Where were we? Oh right, all the performative males on campus! Everywhere I go, I always see them walking around all smug with their iced matcha in hand, tote bags filled with feminist literature, and wired earbuds not even connected to anything. Who do these people think they are? I had to get to the bottom of it before this dangerous trend spread to more students in College Park.

There was no better place to start my investigation than the infamous farmers market. I was only by Tawes already because of a gen-ed — I promise it wasn’t a gender studies class, I don’t believe in all that woke stuff. Lo and behold, the farmers market had a line wrapping all the way to Susquehanna Hall for some artisanal, organic, free-range, non-binary, vegan, vegetarian, ceremonial-grade iced matcha.

Did I wait in that long ass line? Well of course, I’ve got a job to do here. But when it was finally my turn in line, I noticed that they weren’t even using actual matcha: it was just some green food dye and milk! And still, all of these kids were absolutely falling for it. Granted, nobody actually cared how it tasted, it’s all just to be seen drinking it. Not like the food dye was much better than what they serve at the campus cafés. Anyway, I threw out the fake matcha, much to the dismay of my onlookers, and went on to continue my investigation.

I heard some rumors of a thrifted clothes market outside McKeldin, which I knew would be a hot spot for these trend chasers. Rounding the corner of the library, I saw a swarm of performative males shopping for shirts way too small for them, and pants way too big. I at least found an old football jersey there I liked, not noticing the Goodwill receipt from the reseller falling to the ground as I took it off the rack. I venmoed the guy at the stand $40 for the clothes (a little pricey, but I can’t be seen putting it back on the rack) and realized I had nothing to carry it in!

“No worries,” the cashier said with a gleeful expression, “your purchase comes with a complementary tote bag!” Horrified, I grabbed the bag and ran off, tote swinging in the wind. I can’t be seen like this — everyone will think I’m one of those performative males! I ran all the way up the hill towards Stamp, trying to get to my dorm as soon as possible.

===

Written instruction 1
Recast every line of the data entries as a JSON list of strings, one string per line, omitting blank lines and leaving the pictures out.
The passage and the data entries have no connection to one another.

Data entries
===

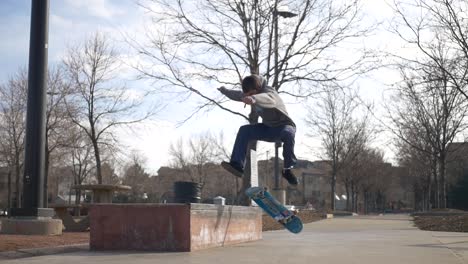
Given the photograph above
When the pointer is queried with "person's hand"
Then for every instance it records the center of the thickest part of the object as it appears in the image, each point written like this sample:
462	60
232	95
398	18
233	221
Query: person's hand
222	89
248	100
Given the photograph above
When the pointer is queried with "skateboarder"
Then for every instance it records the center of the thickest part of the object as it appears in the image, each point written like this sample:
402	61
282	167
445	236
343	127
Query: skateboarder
276	125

===

Written instruction 2
In the passage about performative males on campus, how much did the narrator pay for the clothes at the thrifted clothes market?

Complete answer 1
[
  "Given the photograph above",
  "When the pointer is queried with \"person's hand\"",
  "Then for every instance it records the center of the thickest part of the object as it appears in the image, each point written like this sample:",
  "462\t60",
  "232\t95",
  "398\t18",
  "233\t221",
  "Query: person's hand",
  "222\t89",
  "248\t100",
  "Given the photograph above",
  "When the pointer is queried with \"skateboarder\"",
  "Then for every instance it records the center of the thickest part of the object as it appears in the image, each point written like this sample:",
  "402\t61",
  "282\t167",
  "445\t236",
  "343\t127",
  "Query: skateboarder",
  "276\t125"
]

Complete answer 2
$40, sent by Venmo.